Selected passage
Start
Hey, Elyse here. Thanks for being an early subscriber to On Theme, Design Systems in Depth. I'm so thrilled that since releasing the trailer, there's already a hundred of you subscribed. I'm putting together a seriously exciting list of folks to interview on the podcast, from designers to engineers to execs to product folks. We've already started recording, and I am counting the days till the first episodes can go live. While we're waiting, I figured I should introduce myself. So, this is the first of a couple minisodes that are beaming straight to early subscriber ears only. Here's the TLDR. I've been in design systems since before it was design systems, and I think this industry is due for a major reinvention moment. The other day on LinkedIn, Luke Murphy at Zero Height posted about where design systems are on the hype cycle. This is from Gartner's 2024 UX Hype Cycle Report, and the hype cycle is innovation trigger, Peak of inflated expectations, trough of disillusionment, slope of enlightenment, and plateau of productivity. If you haven't heard about this, go check it out. I've got to say, I was pretty surprised to see design systems at the peak of inflated expectations. I would have already put us in the trough of disillusionment. Luke says, I think we're already starting that slow slide into the trough of disillusionment. Since 2022, we've seen countless examples of mass layoffs, design system, deprioritization, and an industry asking how they show value to the people who will give them money and agency to actually build and support a design system. We've done ourselves a disservice by failing to gain a foothold within our organizations. I couldn't agree more. And that's one of the main reasons I was starting this show. Design systems are just how we build UI now, big company or small. What needs rethinking isn't whether or not design systems should exist. What needs rethinking is the idea that there is one ideal, true way to make a design system and everyone should do it that way. And then if you simply have a design system and you shake it hard enough, efficiency falls out.

Dan Mall:

What a lot of teams do is they start design systems by trying to solve any imaginable UI problem. Let's make cards, avatars, breadcrumbs, grids, dividers, all those things. And then what ends up happening is your design system gets 1 percent adoption because out of 100 components that you just created in advance, one of them gets used. And I think that discourages teams. I think it's actually like a psychological problem more than it is a technical problem. I think it's like, man, we spent. We spent six months working on this, and only one out of 100 components are getting used.
End
To do
Please copy the design systems podcast excerpt above in full, word for word.

Given material
Start
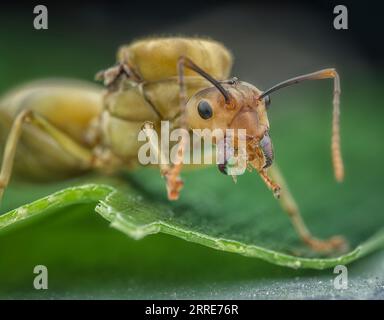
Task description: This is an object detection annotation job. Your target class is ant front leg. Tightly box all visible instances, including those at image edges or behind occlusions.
[270,165,348,252]
[163,56,229,200]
End
Response for this exercise
Hey, Elyse here. Thanks for being an early subscriber to On Theme, Design Systems in Depth. I'm so thrilled that since releasing the trailer, there's already a hundred of you subscribed. I'm putting together a seriously exciting list of folks to interview on the podcast, from designers to engineers to execs to product folks. We've already started recording, and I am counting the days till the first episodes can go live. While we're waiting, I figured I should introduce myself. So, this is the first of a couple minisodes that are beaming straight to early subscriber ears only. Here's the TLDR. I've been in design systems since before it was design systems, and I think this industry is due for a major reinvention moment. The other day on LinkedIn, Luke Murphy at Zero Height posted about where design systems are on the hype cycle. This is from Gartner's 2024 UX Hype Cycle Report, and the hype cycle is innovation trigger, Peak of inflated expectations, trough of disillusionment, slope of enlightenment, and plateau of productivity. If you haven't heard about this, go check it out. I've got to say, I was pretty surprised to see design systems at the peak of inflated expectations. I would have already put us in the trough of disillusionment. Luke says, I think we're already starting that slow slide into the trough of disillusionment. Since 2022, we've seen countless examples of mass layoffs, design system, deprioritization, and an industry asking how they show value to the people who will give them money and agency to actually build and support a design system. We've done ourselves a disservice by failing to gain a foothold within our organizations. I couldn't agree more. And that's one of the main reasons I was starting this show. Design systems are just how we build UI now, big company or small. What needs rethinking isn't whether or not design systems should exist. What needs rethinking is the idea that there is one ideal, true way to make a design system and everyone should do it that way. And then if you simply have a design system and you shake it hard enough, efficiency falls out.

Dan Mall:

What a lot of teams do is they start design systems by trying to solve any imaginable UI problem. Let's make cards, avatars, breadcrumbs, grids, dividers, all those things. And then what ends up happening is your design system gets 1 percent adoption because out of 100 components that you just created in advance, one of them gets used. And I think that discourages teams. I think it's actually like a psychological problem more than it is a technical problem. I think it's like, man, we spent. We spent six months working on this, and only one out of 100 components are getting used.